Recorded data:
[BEGIN]
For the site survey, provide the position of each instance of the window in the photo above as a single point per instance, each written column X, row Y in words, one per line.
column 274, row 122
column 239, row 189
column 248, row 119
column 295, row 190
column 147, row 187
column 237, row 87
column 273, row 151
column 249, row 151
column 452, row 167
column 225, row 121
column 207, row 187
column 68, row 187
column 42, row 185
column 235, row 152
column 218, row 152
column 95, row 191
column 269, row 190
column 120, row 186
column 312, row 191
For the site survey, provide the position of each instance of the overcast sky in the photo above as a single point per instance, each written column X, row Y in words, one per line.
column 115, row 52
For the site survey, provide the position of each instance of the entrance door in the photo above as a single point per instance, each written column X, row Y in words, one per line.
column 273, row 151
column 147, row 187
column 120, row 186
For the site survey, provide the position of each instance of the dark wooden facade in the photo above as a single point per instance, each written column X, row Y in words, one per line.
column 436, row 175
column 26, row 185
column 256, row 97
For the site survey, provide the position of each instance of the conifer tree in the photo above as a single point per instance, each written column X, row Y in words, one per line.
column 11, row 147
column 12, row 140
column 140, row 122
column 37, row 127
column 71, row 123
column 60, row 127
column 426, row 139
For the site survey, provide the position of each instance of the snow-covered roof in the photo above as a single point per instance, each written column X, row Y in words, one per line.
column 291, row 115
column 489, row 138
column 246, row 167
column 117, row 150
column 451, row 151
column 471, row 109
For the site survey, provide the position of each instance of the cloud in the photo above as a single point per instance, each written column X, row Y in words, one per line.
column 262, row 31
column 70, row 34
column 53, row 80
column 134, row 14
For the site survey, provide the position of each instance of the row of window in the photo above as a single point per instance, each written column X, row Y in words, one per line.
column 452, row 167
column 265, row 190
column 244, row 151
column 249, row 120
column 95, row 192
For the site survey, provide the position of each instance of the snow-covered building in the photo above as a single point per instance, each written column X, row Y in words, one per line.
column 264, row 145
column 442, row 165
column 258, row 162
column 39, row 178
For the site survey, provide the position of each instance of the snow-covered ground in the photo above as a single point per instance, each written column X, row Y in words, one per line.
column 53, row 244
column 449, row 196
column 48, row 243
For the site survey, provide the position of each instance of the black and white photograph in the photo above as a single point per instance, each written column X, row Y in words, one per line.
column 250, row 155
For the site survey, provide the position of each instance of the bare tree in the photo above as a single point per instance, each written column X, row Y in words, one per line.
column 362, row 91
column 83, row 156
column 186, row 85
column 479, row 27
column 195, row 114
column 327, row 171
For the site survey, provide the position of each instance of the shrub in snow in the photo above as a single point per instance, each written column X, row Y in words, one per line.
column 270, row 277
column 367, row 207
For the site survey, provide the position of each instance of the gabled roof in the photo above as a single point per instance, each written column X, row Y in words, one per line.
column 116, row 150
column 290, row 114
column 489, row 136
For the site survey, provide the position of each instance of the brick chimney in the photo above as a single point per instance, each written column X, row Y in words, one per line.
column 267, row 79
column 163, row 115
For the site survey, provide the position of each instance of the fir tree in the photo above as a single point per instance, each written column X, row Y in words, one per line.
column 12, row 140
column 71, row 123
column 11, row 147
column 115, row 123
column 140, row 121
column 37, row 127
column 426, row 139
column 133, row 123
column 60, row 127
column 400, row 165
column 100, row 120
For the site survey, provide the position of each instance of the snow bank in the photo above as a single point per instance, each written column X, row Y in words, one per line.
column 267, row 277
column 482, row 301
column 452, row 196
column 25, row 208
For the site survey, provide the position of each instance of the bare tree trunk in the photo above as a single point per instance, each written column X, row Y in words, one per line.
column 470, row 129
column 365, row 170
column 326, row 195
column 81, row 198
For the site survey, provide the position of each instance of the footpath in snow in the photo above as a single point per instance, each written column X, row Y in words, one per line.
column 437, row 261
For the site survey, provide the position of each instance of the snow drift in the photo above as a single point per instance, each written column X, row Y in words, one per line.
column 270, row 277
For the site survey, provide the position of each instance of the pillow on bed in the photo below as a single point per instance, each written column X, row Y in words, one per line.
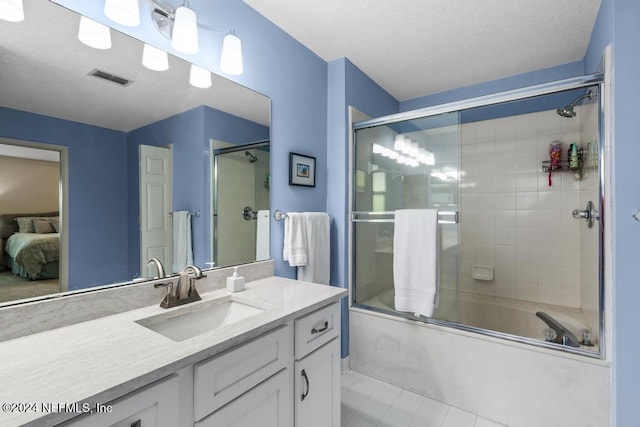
[END]
# [Task to complete]
Retype every one of the items above word for word, omitting the pictures from your answer.

# [Problem solution]
For the site survey, provide the position of each instance of the window in the photo above as a single point per instance, each written column X, row Y in words, one per line.
column 274, row 122
column 239, row 189
column 248, row 119
column 295, row 190
column 147, row 187
column 237, row 87
column 273, row 151
column 249, row 151
column 452, row 167
column 225, row 121
column 207, row 187
column 68, row 187
column 42, row 185
column 235, row 152
column 218, row 152
column 95, row 191
column 269, row 190
column 120, row 186
column 312, row 191
For the site survey, provide the position of each instance of the overcast sky in the photo above as a single point per instance, each written column X, row Y in words, one per line.
column 115, row 52
For the site survey, provide the position of each instance of the entrance door in the photo above as a single point per instance, each written column X, row Y in words, one per line.
column 273, row 151
column 147, row 187
column 120, row 186
For the site survey, provide the position of each instance of the dark wooden facade in the photo above as a single point per instance, each written column X, row Y in words, one per line.
column 436, row 175
column 26, row 185
column 256, row 97
For the site survey, provide the position of each instance of the conifer tree in the photo above as a single point per instance, each written column X, row Y in words, one per line.
column 11, row 147
column 12, row 140
column 140, row 122
column 37, row 127
column 71, row 123
column 60, row 127
column 426, row 139
For the site survey, provide the position of each instance of the snow-covered roof in the photo above as a single point per instance, each written column X, row Y in words, one per line.
column 291, row 115
column 489, row 138
column 246, row 167
column 117, row 150
column 451, row 151
column 471, row 109
For the site survey, provide the position of each instance of the cloud in the photo above as a single point per instance, each written column X, row Y in words, one per line.
column 262, row 31
column 70, row 34
column 53, row 80
column 134, row 14
For the site survey, provide the position of each instance of the row of window in the photo above as a single point per instance, each written column X, row Y in words, one per line.
column 452, row 167
column 265, row 190
column 244, row 151
column 249, row 120
column 95, row 192
For the site survey, provide the position of each instance of the snow-covered building in the photo above as a single point per instance, each written column X, row Y in words, one per line.
column 264, row 145
column 442, row 165
column 258, row 162
column 39, row 178
For the site survey, provide the position of each instance of the snow-covered ground in the photo above as a single point per instance, each written column X, row Y in words, one per line.
column 53, row 244
column 449, row 196
column 48, row 243
For the site survey, provide the position of each instance of the black and white photograph in the photo above as a single point per instance, each written column X, row Y in words, one per line.
column 250, row 155
For the site survey, provide the position of each instance of the bare tree in the photo above as a single point per instance, each written column X, row Y in words, one per line.
column 362, row 91
column 83, row 156
column 186, row 85
column 479, row 27
column 195, row 114
column 327, row 171
For the site survey, provide the position of each instance of the shrub in snow in the photo above as a single point per instance, each written column X, row Y in words, one per line.
column 270, row 277
column 367, row 207
For the site survey, provide the position of each instance of the gabled roof in the photo above as a single point per instance, each written column X, row Y in words, one per line.
column 116, row 150
column 290, row 114
column 489, row 136
For the site survey, provide the position of each instance of the brick chimney in the photo above as a single point per instance, each written column X, row Y in words, one per line.
column 267, row 79
column 163, row 115
For the site survey, provide the position of each instance of the fir tree in the photo above as a single point per instance, each written column X, row Y in words, one per line.
column 12, row 140
column 71, row 123
column 11, row 147
column 115, row 123
column 140, row 121
column 37, row 127
column 426, row 139
column 133, row 123
column 60, row 127
column 400, row 165
column 100, row 120
For the site survey, provide the position of each instance of the snow bank in the photo above as a single point per instance, each written column X, row Y in words, one per line.
column 267, row 277
column 482, row 301
column 452, row 196
column 25, row 208
For the site survey, provide the position of each instance of the bare tree trunk in the photo above as a single point per instance, each written column X, row Y in words, one per line.
column 470, row 129
column 365, row 170
column 326, row 195
column 81, row 198
For the site survey, provide the position of each instance of the footpath in snow in the photo above as a single point per instance, each written column X, row Y in words, one per line.
column 437, row 261
For the site survey, provide the position of each instance of the snow drift in the photo above as a single point per instance, each written column X, row Y in words, one per line.
column 270, row 277
For the site survey, provide the position of each instance of the pillow on bed in the photo below as a single point per instance, each written column X, row Y in words, one per line.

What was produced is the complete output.